• Task instructions
Recast all of the records below as a numbered list, leaving out any blank lines.

• Records for the exercise
(begin)
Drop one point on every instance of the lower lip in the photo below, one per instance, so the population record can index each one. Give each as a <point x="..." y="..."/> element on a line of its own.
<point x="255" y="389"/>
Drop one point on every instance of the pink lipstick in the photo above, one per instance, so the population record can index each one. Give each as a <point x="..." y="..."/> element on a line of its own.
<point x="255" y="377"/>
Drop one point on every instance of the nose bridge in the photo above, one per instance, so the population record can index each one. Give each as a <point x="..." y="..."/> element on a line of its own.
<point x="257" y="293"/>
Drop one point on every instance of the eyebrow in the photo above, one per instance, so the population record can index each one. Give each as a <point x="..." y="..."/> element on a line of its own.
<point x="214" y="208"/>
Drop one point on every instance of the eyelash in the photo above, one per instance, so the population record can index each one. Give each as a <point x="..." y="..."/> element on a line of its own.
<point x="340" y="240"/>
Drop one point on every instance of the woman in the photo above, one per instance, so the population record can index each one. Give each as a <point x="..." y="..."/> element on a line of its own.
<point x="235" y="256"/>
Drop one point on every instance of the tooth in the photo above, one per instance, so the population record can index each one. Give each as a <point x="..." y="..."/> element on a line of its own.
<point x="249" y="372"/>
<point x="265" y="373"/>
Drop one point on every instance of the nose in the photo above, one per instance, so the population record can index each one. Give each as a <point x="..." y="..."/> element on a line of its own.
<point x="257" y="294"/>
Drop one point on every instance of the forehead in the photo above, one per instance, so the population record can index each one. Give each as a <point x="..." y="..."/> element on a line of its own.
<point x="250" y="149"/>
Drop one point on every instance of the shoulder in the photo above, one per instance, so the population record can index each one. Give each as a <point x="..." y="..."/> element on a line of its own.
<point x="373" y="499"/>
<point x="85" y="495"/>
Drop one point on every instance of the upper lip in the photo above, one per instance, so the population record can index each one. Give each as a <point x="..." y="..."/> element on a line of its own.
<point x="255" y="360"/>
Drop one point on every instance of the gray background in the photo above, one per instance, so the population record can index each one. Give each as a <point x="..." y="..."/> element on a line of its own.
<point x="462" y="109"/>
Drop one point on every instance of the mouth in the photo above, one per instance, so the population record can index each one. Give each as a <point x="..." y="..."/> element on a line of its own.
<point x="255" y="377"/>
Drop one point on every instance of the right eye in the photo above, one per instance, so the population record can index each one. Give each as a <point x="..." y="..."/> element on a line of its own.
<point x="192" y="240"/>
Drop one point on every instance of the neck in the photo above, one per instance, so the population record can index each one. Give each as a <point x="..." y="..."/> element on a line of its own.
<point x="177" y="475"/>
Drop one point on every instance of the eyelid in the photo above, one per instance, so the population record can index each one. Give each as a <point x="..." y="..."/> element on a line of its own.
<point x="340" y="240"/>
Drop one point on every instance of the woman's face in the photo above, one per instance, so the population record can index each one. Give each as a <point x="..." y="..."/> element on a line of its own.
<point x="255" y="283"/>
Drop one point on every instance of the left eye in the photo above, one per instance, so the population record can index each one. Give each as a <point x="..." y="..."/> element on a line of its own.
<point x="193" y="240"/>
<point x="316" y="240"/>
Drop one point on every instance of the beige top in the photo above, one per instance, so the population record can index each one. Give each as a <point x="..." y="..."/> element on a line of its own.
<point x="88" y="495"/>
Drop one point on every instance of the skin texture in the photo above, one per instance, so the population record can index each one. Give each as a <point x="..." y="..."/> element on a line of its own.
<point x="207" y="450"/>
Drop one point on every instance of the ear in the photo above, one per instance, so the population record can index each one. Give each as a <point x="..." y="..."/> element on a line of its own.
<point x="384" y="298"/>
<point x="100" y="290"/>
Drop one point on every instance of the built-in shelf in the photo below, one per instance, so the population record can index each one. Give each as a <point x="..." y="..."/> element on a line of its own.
(end)
• The answer
1. Drop one point on every instance of the lower lip in the photo below, one per instance, so the population record can index each one. Give each as a <point x="..." y="..."/> element on a line of its own.
2. <point x="255" y="389"/>
3. Drop one point on every instance of the pink lipstick in the photo above, one per instance, so the population record can index each one. Give each as a <point x="..." y="..."/> element on a line of its own.
4. <point x="255" y="377"/>
5. Drop one point on every instance of the nose bridge in the photo above, one per instance, so the population record can index each one. Give each as a <point x="..." y="..."/> element on a line of its own.
6. <point x="257" y="293"/>
7. Drop one point on every instance of the eyebrow in the photo above, one per instance, so the population record can index each one. Give each as a <point x="..." y="..."/> element on a line of its own.
8. <point x="214" y="208"/>
9. Drop one point on every instance of the eyelash in the photo above, one per instance, so the population record can index each one. Give each as a <point x="..." y="..."/> element on a line of its own.
10. <point x="340" y="240"/>
11. Drop one point on every instance of the woman in the photo above, one per instance, so the population record can index each one. Give each as a <point x="..." y="..."/> element on a line of its own.
12. <point x="235" y="256"/>
13. Drop one point on every instance of the tooth in the photo above, one per instance, so the population record can index each one. Give each as a <point x="..." y="..."/> element on a line of its own.
14. <point x="249" y="372"/>
15. <point x="265" y="373"/>
16. Drop one point on every instance of the nose in the photo above, one per instance, so the population record can index each one. Give each as a <point x="..." y="..."/> element on a line of its own.
17. <point x="257" y="294"/>
18. Drop one point on every instance of the forehead in the photo above, one per instance, so the population record can index each one. Give each as a <point x="..." y="..."/> element on a line of its own.
19. <point x="250" y="149"/>
20. Drop one point on every instance of the shoulder in the photo above, one per instance, so the population record can index each one. Give each as a <point x="..." y="..."/> element on a line of its own.
21. <point x="373" y="499"/>
22. <point x="85" y="495"/>
23. Drop one point on every instance of the upper lip in the photo above, one per instance, so the population record can index each one. Give each as a <point x="..." y="..."/> element on a line of its own.
24. <point x="255" y="360"/>
25. Drop one point on every instance of the gray background in the photo above, one per instance, so the population record can index each one. Give each as a <point x="..." y="..."/> element on a line of its own.
26. <point x="462" y="109"/>
27. Drop one point on every instance of the mouth in the photo above, one per instance, so the population record can index each one. Give each as a <point x="..." y="..."/> element on a line of its own.
28. <point x="255" y="377"/>
29. Drop one point on every instance of the right eye in the photo above, one per instance, so the population record can index each one. Give each as a <point x="..." y="..."/> element on a line of its own.
30. <point x="192" y="240"/>
31. Drop one point on every instance of the neck in the photo above, one per instance, so the population record can index each one. Give each as a <point x="..." y="..."/> element on a line of its own.
32. <point x="177" y="475"/>
33. Drop one point on every instance of the eyelid in the photo above, one per instance, so the population record can index each one. Give each as a <point x="..." y="..."/> element on a line of its own.
34. <point x="340" y="240"/>
35. Drop one point on every instance of the woman's face in the photo above, one per instance, so the population record can index each one. Give each as a <point x="..." y="..."/> element on a line of its own.
36. <point x="255" y="283"/>
37. Drop one point on every instance of the left eye in the photo above, one per instance, so the population record can index each one. Give each as a <point x="..." y="..."/> element on a line of its own.
38. <point x="193" y="240"/>
39. <point x="316" y="240"/>
40. Drop one point on every instance of the beige top in the photo above, one per instance, so the population record can index each one. Give each as a <point x="..." y="..."/> element on a line of its own.
41. <point x="88" y="495"/>
42. Drop one point on every instance of the skin texture in the photo above, one per instance, so the population record can index each one. Give each as a <point x="..." y="..."/> element on a line of its own.
43. <point x="207" y="450"/>
44. Drop one point on every instance of the ear in the photo above, one per instance, so the population record can index each one. Give each as a <point x="..." y="..."/> element on a line of its own.
45. <point x="384" y="298"/>
46. <point x="100" y="290"/>
47. Drop one point on every instance of the built-in shelf in the photo below, one per instance, so the population record can index each one. Give each as a <point x="..." y="..."/> element on a line of its own.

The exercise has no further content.